━━ DATASET RECORDS
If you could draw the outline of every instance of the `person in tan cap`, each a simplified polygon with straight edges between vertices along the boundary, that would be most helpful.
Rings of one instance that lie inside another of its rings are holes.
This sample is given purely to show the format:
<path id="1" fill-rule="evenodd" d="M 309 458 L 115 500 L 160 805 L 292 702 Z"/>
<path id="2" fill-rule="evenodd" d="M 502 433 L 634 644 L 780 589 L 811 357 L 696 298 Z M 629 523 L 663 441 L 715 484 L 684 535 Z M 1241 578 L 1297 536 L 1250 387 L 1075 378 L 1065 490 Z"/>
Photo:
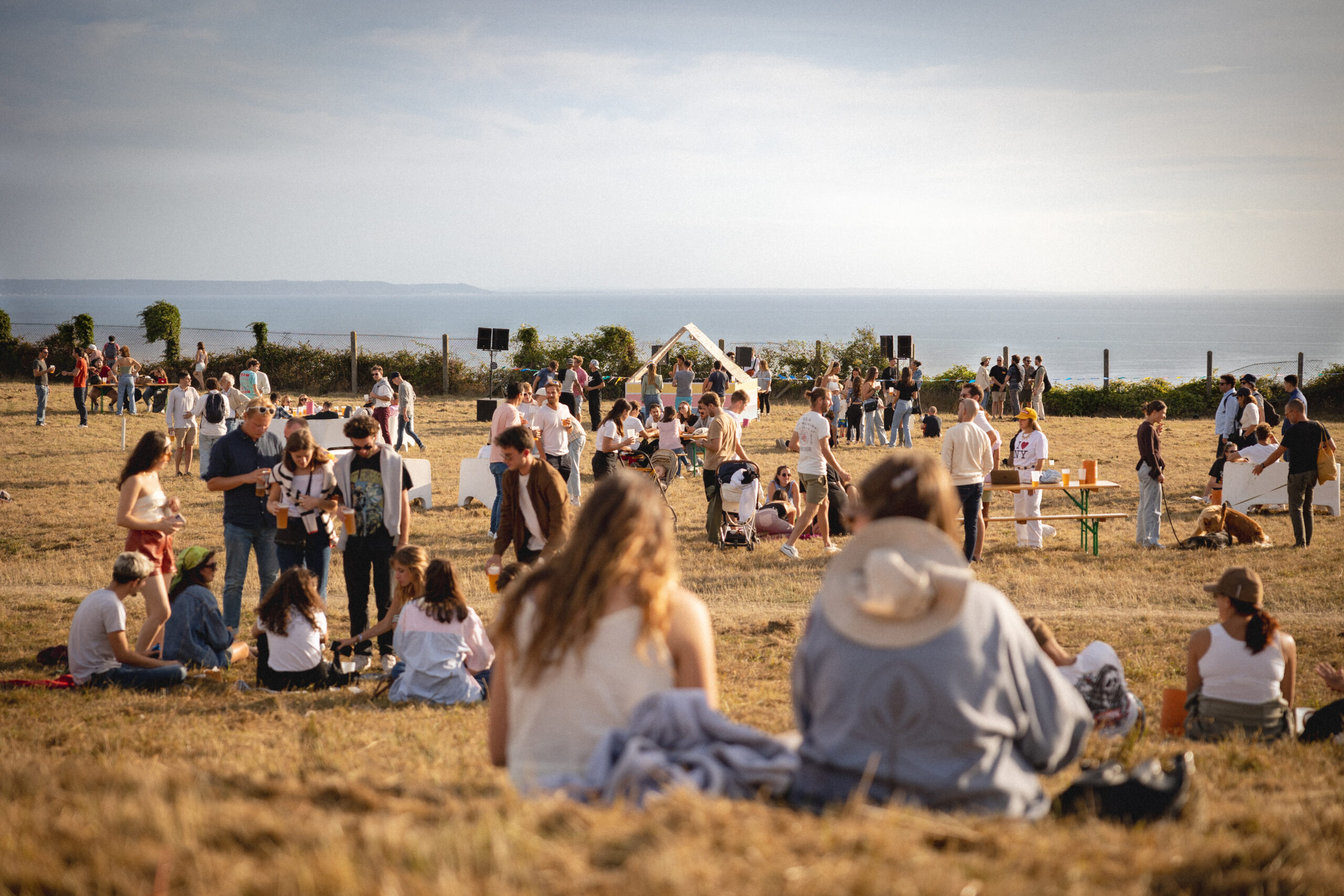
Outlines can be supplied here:
<path id="1" fill-rule="evenodd" d="M 1265 611 L 1265 587 L 1250 567 L 1228 567 L 1204 591 L 1218 623 L 1189 635 L 1185 736 L 1219 740 L 1236 728 L 1273 740 L 1293 733 L 1297 645 Z"/>
<path id="2" fill-rule="evenodd" d="M 793 658 L 796 806 L 867 798 L 1040 818 L 1038 774 L 1093 729 L 1082 696 L 958 544 L 957 493 L 903 451 L 859 486 L 855 536 L 827 568 Z"/>

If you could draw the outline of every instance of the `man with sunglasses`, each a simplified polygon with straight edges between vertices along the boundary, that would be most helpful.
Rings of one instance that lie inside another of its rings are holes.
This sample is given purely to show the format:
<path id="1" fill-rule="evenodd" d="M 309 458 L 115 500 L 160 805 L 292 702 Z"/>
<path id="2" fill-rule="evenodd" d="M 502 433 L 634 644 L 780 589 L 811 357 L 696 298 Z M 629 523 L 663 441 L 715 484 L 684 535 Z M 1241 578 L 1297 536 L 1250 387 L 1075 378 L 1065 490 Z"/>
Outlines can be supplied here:
<path id="1" fill-rule="evenodd" d="M 353 510 L 355 531 L 340 529 L 337 548 L 345 552 L 341 564 L 345 594 L 349 599 L 349 633 L 358 635 L 368 625 L 368 578 L 374 576 L 374 606 L 382 622 L 392 606 L 391 560 L 396 548 L 405 547 L 411 533 L 411 505 L 407 492 L 410 473 L 402 457 L 390 445 L 379 445 L 382 427 L 372 416 L 353 416 L 345 423 L 345 438 L 353 449 L 336 461 L 336 490 L 341 510 Z M 374 645 L 362 641 L 355 647 L 355 662 L 363 666 Z M 378 635 L 383 672 L 391 672 L 392 633 Z"/>
<path id="2" fill-rule="evenodd" d="M 242 423 L 222 435 L 210 449 L 210 463 L 200 465 L 206 488 L 224 493 L 224 625 L 235 633 L 242 619 L 249 552 L 257 555 L 261 594 L 280 574 L 276 517 L 266 509 L 265 494 L 257 494 L 285 450 L 280 437 L 267 430 L 274 415 L 270 399 L 247 402 Z"/>

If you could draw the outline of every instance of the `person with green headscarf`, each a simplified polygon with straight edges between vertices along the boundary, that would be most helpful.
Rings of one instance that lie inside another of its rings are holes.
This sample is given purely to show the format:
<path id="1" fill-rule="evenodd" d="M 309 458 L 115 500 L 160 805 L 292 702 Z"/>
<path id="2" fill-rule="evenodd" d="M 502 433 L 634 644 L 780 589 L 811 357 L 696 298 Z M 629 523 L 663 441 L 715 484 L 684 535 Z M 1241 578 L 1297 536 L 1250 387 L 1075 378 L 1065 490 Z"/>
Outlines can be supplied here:
<path id="1" fill-rule="evenodd" d="M 251 649 L 234 639 L 224 625 L 219 602 L 210 590 L 215 580 L 215 552 L 210 548 L 183 548 L 177 572 L 168 587 L 172 613 L 164 625 L 163 658 L 185 666 L 227 669 L 251 656 Z"/>

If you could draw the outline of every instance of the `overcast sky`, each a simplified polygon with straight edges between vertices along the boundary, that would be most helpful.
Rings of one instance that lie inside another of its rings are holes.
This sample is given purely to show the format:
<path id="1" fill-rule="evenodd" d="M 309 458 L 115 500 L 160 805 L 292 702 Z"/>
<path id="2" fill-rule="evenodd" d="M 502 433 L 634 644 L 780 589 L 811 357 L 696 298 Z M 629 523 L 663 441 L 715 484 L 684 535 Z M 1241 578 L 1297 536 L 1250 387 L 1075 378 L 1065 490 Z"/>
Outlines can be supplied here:
<path id="1" fill-rule="evenodd" d="M 0 277 L 1341 289 L 1344 4 L 0 0 Z"/>

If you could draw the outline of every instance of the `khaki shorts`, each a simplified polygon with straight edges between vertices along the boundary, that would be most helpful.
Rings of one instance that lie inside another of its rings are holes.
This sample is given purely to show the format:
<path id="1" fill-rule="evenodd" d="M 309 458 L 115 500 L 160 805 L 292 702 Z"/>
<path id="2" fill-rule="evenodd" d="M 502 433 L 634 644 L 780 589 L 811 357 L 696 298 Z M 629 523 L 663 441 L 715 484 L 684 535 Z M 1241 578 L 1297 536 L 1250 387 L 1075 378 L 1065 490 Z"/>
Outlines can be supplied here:
<path id="1" fill-rule="evenodd" d="M 825 474 L 800 473 L 798 482 L 802 485 L 804 500 L 808 504 L 821 504 L 827 500 Z"/>

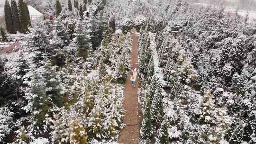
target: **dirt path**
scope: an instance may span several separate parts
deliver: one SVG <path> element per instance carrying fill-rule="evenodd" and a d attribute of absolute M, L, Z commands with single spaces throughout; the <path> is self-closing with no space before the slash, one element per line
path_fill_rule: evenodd
<path fill-rule="evenodd" d="M 138 36 L 136 30 L 132 30 L 132 52 L 131 54 L 132 70 L 136 67 Z M 120 144 L 137 144 L 138 130 L 137 87 L 130 85 L 130 77 L 125 84 L 124 107 L 126 110 L 124 123 L 126 126 L 121 130 L 118 143 Z"/>

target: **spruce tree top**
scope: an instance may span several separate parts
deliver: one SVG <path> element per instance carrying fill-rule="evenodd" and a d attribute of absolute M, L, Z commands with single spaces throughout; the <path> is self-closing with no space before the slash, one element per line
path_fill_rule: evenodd
<path fill-rule="evenodd" d="M 70 0 L 68 0 L 68 10 L 70 11 L 72 11 L 72 3 L 71 3 L 71 1 Z"/>
<path fill-rule="evenodd" d="M 5 23 L 6 24 L 7 31 L 8 31 L 10 34 L 14 34 L 15 32 L 13 28 L 12 13 L 10 3 L 8 0 L 5 0 L 5 4 L 4 5 L 4 18 L 5 19 Z"/>

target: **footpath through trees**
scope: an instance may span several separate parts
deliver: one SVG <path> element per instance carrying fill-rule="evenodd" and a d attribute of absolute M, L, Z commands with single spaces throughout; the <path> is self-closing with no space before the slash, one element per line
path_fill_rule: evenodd
<path fill-rule="evenodd" d="M 132 70 L 137 67 L 137 62 L 138 36 L 136 30 L 132 30 L 132 51 L 131 54 Z M 137 144 L 139 135 L 138 117 L 137 85 L 134 88 L 131 85 L 130 77 L 128 78 L 125 85 L 123 105 L 126 112 L 124 123 L 126 127 L 121 130 L 118 143 L 121 144 Z"/>

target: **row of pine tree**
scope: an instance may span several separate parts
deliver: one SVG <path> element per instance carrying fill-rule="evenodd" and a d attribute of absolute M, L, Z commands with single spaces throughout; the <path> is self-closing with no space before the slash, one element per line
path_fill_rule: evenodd
<path fill-rule="evenodd" d="M 17 6 L 15 0 L 11 0 L 11 5 L 6 0 L 4 13 L 6 28 L 11 34 L 18 31 L 25 34 L 31 26 L 29 12 L 27 4 L 23 0 L 19 0 Z"/>

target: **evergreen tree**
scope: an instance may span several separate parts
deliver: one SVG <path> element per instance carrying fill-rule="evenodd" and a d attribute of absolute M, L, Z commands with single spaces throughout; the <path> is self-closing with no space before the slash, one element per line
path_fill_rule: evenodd
<path fill-rule="evenodd" d="M 77 0 L 74 0 L 74 7 L 77 10 L 79 9 L 79 4 L 78 4 L 78 1 Z"/>
<path fill-rule="evenodd" d="M 85 58 L 88 56 L 89 50 L 91 49 L 91 36 L 90 30 L 85 29 L 85 25 L 79 20 L 75 29 L 76 46 L 78 48 L 78 54 L 80 56 Z"/>
<path fill-rule="evenodd" d="M 7 40 L 7 36 L 4 32 L 4 29 L 2 27 L 0 27 L 0 32 L 1 32 L 1 36 L 2 36 L 2 41 L 6 41 Z"/>
<path fill-rule="evenodd" d="M 56 0 L 56 15 L 57 16 L 59 15 L 62 10 L 62 8 L 60 1 L 59 0 Z"/>
<path fill-rule="evenodd" d="M 163 113 L 163 106 L 162 106 L 162 96 L 161 94 L 161 87 L 157 86 L 157 88 L 155 90 L 154 98 L 152 100 L 151 105 L 151 120 L 153 122 L 159 123 L 157 122 L 158 117 L 162 116 Z"/>
<path fill-rule="evenodd" d="M 15 0 L 11 0 L 11 4 L 12 17 L 13 18 L 13 28 L 16 33 L 17 31 L 20 31 L 20 23 L 18 18 L 18 10 Z"/>
<path fill-rule="evenodd" d="M 71 3 L 71 1 L 70 0 L 68 0 L 68 10 L 70 11 L 72 11 L 72 3 Z"/>
<path fill-rule="evenodd" d="M 112 28 L 112 29 L 113 30 L 113 32 L 114 33 L 115 33 L 116 30 L 116 20 L 114 18 L 112 18 L 110 19 L 109 25 L 110 25 L 110 27 L 111 27 Z"/>
<path fill-rule="evenodd" d="M 163 122 L 161 127 L 158 130 L 159 144 L 169 144 L 169 135 L 168 134 L 166 122 Z"/>
<path fill-rule="evenodd" d="M 141 135 L 141 137 L 144 139 L 150 138 L 152 135 L 151 115 L 150 114 L 150 96 L 148 93 L 147 93 L 146 95 L 145 111 L 144 113 L 143 120 L 142 121 L 141 128 L 140 130 L 140 135 Z"/>
<path fill-rule="evenodd" d="M 7 31 L 10 34 L 15 34 L 15 32 L 13 27 L 13 19 L 12 18 L 12 13 L 10 3 L 8 0 L 5 0 L 4 5 L 4 18 L 5 18 L 5 23 Z"/>
<path fill-rule="evenodd" d="M 65 29 L 65 27 L 62 23 L 62 21 L 59 18 L 57 18 L 56 20 L 56 30 L 57 36 L 60 37 L 62 41 L 63 41 L 63 43 L 66 45 L 68 45 L 70 42 L 67 32 Z"/>
<path fill-rule="evenodd" d="M 28 31 L 27 27 L 27 13 L 23 0 L 18 0 L 19 18 L 20 24 L 20 32 L 25 34 Z"/>
<path fill-rule="evenodd" d="M 24 3 L 27 16 L 27 27 L 31 27 L 31 19 L 30 19 L 30 14 L 29 14 L 29 11 L 28 10 L 27 4 L 26 2 L 24 2 Z"/>
<path fill-rule="evenodd" d="M 79 15 L 82 19 L 83 19 L 83 11 L 84 11 L 82 9 L 82 5 L 81 4 L 79 8 Z"/>
<path fill-rule="evenodd" d="M 87 0 L 83 0 L 83 11 L 87 10 Z"/>

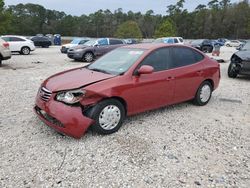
━━━━
EXERCISE: Turn the lines of the listing above, from the line containing "target: **spruce tree top**" through the line containing "5 23 L 6 24", into a numbered list, leaving out any blank lines.

WRITTEN SOLUTION:
1. target: **spruce tree top**
2. scope: an instance may span several separate parts
3. deliver: one SVG <path> element per instance carrying fill-rule="evenodd" and a d attribute of absolute M, L, Z commands with single spaces throughout; the <path> is self-closing with no space before the slash, one element per line
4. path_fill_rule: evenodd
5. <path fill-rule="evenodd" d="M 70 0 L 68 0 L 68 10 L 70 11 L 72 11 L 72 3 L 71 3 L 71 1 Z"/>
6. <path fill-rule="evenodd" d="M 5 23 L 6 24 L 7 31 L 8 31 L 10 34 L 14 34 L 15 32 L 13 28 L 12 13 L 10 3 L 8 0 L 5 0 L 5 4 L 4 5 L 4 18 L 5 19 Z"/>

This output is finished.